26 January 2010 by Devon Chappell
Arizona Senator Jon Kyl wants his money

Arizona Senator Jon Kyl wants his money

While a part of me always gets apprehensive when I see Arizona Senator Jon Kyl’s name in the news, there’s another part that says, “Bring it on Jon!”, knowing that, in the end, Senator Jon Kyl’s fight to lastingly ban online gambling in the United States will be a vain effort, and ultimately, do more damage to his reputation as a Senator than anything else.

You see, no other U.S. Senator has fought more to keep online gambling from being regulated than Senator Jon Kyl. And no other Senator is now showing his ass more than Jon Kyl. Even fellow conservative Republicans are questioning the antics of Kyl, who has used his “one shot, one kill” power as Senate Minority Whip leader to recently impose a block on the appointment of four U.S. Treasury positions, quite obviously in defiance of the recently delayed implementation of Kyl’s touted bill to ban online gambling – the infamously flawed UIGEA.

Since U.S. Treasury Secretary, Tim Geithner, was ultimately responsible for recently allowing the delay to take place – which many people think will give Congressman Barney Frank more time to overturn the UIGEA with legislation of his own – the appointment blocks reek of a retaliatory, bipartisan political move by Kyl, who has not given any reason why he placed a “hold” on the appointments. And yet it was many of Kyl’s own Republican colleagues who supported the delayed implementation of the UIGEA in the first place.

Frankly, in the first place, the UIGEA should never have been passed. Underhandedly attached to a “must pass” port security bill at the last minute before going up for a vote (which many Senators did not even know they were voting on), the UIGEA skirted through into law. Not until later did the red flags start showing up, especially regarding the extreme flaws in the legislation. Providing no recourse on how to go about actually blocking online gambling transactions, the UIGEA simply put the responsibility into the hands of banking institutions. Part of the problem with Senator Kyl’s UIGEA is that it allows for certain gambling carveouts – namely, horse racing and fantasy sports betting – while placing a block on online poker and online casino game transactions.

- _SOURCE DATA_:
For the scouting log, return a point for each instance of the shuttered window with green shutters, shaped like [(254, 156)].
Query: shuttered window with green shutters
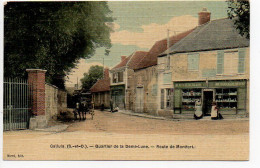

- _WHAT YOU HAVE TO DO_: Reproduce the portion of the article on Senator Jon Kyl starting with "While a part" and going on through "than anything else.".

- _EXERCISE SOLUTION_:
While a part of me always gets apprehensive when I see Arizona Senator Jon Kyl’s name in the news, there’s another part that says, “Bring it on Jon!”, knowing that, in the end, Senator Jon Kyl’s fight to lastingly ban online gambling in the United States will be a vain effort, and ultimately, do more damage to his reputation as a Senator than anything else.